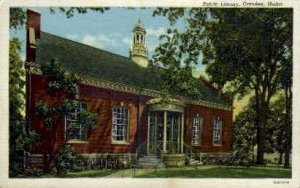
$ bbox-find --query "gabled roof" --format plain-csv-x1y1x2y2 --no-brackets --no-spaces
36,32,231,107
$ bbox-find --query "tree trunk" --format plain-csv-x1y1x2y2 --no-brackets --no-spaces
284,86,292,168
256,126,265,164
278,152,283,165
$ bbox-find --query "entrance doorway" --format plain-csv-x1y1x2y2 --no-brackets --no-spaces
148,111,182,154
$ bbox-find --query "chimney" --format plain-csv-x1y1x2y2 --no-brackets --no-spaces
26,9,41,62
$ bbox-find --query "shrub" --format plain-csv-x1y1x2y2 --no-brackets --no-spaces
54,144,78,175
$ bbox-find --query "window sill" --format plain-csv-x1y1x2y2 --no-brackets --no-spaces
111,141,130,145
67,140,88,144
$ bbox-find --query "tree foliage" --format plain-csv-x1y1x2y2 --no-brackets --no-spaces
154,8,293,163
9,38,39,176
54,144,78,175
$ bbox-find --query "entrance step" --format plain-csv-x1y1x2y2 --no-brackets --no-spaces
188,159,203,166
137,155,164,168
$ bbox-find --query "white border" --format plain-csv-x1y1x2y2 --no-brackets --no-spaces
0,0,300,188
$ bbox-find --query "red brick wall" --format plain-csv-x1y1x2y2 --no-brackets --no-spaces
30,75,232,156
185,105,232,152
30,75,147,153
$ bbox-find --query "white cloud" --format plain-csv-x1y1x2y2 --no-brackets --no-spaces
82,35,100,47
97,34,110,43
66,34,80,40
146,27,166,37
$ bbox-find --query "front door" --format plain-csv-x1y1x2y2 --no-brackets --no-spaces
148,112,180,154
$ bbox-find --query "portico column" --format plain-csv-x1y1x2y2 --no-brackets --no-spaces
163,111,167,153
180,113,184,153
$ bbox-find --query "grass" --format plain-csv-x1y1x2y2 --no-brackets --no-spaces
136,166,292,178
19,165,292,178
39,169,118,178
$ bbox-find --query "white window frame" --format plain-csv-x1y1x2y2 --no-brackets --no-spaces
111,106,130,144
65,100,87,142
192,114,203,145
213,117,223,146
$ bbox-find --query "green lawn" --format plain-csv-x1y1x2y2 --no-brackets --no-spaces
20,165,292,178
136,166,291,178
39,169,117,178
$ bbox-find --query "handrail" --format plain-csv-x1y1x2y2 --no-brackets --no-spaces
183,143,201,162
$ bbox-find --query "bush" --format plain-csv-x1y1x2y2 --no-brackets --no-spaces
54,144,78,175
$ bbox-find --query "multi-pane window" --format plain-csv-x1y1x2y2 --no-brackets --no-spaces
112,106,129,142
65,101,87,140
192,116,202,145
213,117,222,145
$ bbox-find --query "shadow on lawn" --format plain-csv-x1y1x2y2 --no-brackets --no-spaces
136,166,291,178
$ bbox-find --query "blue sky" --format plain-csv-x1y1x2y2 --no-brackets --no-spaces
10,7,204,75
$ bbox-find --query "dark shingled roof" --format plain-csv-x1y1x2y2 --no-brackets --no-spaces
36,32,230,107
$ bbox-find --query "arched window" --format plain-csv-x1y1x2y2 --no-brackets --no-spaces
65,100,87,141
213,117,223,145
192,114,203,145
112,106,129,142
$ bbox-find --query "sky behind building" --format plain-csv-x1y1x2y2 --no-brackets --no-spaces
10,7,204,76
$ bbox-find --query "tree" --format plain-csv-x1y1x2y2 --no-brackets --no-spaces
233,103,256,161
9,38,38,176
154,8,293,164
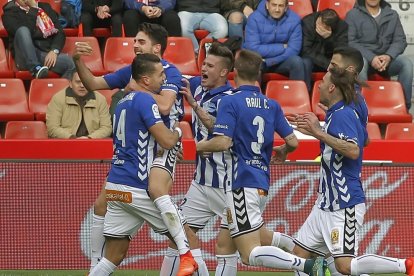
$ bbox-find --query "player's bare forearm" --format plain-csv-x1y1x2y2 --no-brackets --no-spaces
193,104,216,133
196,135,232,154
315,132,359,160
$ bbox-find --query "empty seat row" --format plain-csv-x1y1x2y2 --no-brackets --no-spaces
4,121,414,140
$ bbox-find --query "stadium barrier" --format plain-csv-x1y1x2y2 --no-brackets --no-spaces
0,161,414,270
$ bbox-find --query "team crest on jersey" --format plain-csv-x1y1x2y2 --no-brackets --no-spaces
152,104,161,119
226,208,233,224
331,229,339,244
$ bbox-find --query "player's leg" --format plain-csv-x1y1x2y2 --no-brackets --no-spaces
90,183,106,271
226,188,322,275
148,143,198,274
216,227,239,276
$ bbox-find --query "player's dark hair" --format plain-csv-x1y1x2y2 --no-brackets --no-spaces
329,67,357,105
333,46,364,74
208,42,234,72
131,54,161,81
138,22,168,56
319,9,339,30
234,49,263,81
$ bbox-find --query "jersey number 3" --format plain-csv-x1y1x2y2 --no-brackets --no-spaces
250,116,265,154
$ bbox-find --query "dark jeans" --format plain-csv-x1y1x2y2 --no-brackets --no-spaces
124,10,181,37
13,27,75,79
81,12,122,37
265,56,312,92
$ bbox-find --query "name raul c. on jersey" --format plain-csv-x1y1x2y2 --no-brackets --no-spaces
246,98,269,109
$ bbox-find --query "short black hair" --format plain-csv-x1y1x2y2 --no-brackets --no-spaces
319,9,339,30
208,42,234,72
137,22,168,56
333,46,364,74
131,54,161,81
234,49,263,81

■ **What the task requires**
Report each line of the listing that contains the string "tree".

■ **Response to this task**
$ bbox-find --query "tree trunk" --format plain-csv-x1y1x2y2 --no-brackets --no-spaces
$ bbox-find --query "tree foliage" --format plain-csv-x1y1x2y2 --no-brackets --no-spaces
$ bbox-find --query "tree" --format plain-csv-x1y1x2y2 --no-brackets --no-spaces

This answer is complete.